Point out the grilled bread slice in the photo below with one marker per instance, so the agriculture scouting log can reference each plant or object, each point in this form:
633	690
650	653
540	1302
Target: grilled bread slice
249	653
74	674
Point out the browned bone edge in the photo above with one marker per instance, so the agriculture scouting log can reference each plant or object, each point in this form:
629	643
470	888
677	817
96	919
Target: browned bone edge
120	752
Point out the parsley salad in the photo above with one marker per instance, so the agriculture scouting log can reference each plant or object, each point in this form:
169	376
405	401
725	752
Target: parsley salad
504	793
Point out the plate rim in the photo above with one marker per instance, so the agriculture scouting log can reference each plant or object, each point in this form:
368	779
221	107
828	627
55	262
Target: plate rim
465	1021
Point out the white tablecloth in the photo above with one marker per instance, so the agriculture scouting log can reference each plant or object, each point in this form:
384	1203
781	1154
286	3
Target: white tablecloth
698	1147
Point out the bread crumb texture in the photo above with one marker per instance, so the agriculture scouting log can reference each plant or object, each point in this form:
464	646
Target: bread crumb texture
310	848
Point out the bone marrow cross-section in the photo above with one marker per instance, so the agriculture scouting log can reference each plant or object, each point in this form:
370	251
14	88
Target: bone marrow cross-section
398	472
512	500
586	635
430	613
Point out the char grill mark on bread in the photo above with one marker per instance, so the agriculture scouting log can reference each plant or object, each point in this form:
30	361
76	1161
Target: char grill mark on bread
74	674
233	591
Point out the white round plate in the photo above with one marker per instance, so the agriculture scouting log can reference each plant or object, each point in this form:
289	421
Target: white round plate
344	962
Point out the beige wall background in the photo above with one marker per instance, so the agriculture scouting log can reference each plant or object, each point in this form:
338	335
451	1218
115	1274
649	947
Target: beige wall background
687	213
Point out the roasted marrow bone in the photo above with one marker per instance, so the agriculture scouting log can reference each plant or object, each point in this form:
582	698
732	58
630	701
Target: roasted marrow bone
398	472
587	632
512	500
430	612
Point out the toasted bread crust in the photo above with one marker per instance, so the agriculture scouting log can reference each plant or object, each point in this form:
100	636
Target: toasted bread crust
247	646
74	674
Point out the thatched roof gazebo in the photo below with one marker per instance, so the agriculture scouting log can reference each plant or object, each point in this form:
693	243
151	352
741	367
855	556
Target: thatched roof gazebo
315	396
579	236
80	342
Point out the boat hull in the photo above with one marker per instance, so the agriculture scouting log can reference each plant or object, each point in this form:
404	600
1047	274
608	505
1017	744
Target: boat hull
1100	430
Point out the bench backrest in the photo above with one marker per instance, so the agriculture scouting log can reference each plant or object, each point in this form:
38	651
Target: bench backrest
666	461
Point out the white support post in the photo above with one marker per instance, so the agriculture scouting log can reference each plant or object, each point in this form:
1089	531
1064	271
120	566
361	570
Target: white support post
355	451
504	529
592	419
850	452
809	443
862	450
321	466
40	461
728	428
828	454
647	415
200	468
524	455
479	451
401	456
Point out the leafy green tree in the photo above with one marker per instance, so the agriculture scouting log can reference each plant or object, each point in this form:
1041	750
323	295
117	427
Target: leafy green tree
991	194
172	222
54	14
⁂
> Given instruction
Starting at the line that contains "Point out the white support", print every line through the end of the listing, word for word. Leave out all the rest.

> The solution
Point out the white support post in the photo above with one marker per instance, so the agriculture scouting log can reference each plant or object, each point in this form:
1089	531
1064	271
120	566
361	570
Target: white support post
355	451
504	529
592	419
850	452
809	443
862	450
321	466
40	461
728	428
828	454
647	415
200	468
524	455
479	451
401	456
Point out the leafy green tree in the photo above with one marker per instance, so the agriculture scouting log can reference each plant or object, each point in this form:
1041	750
323	295
117	427
Target: leafy green tree
991	194
172	222
54	14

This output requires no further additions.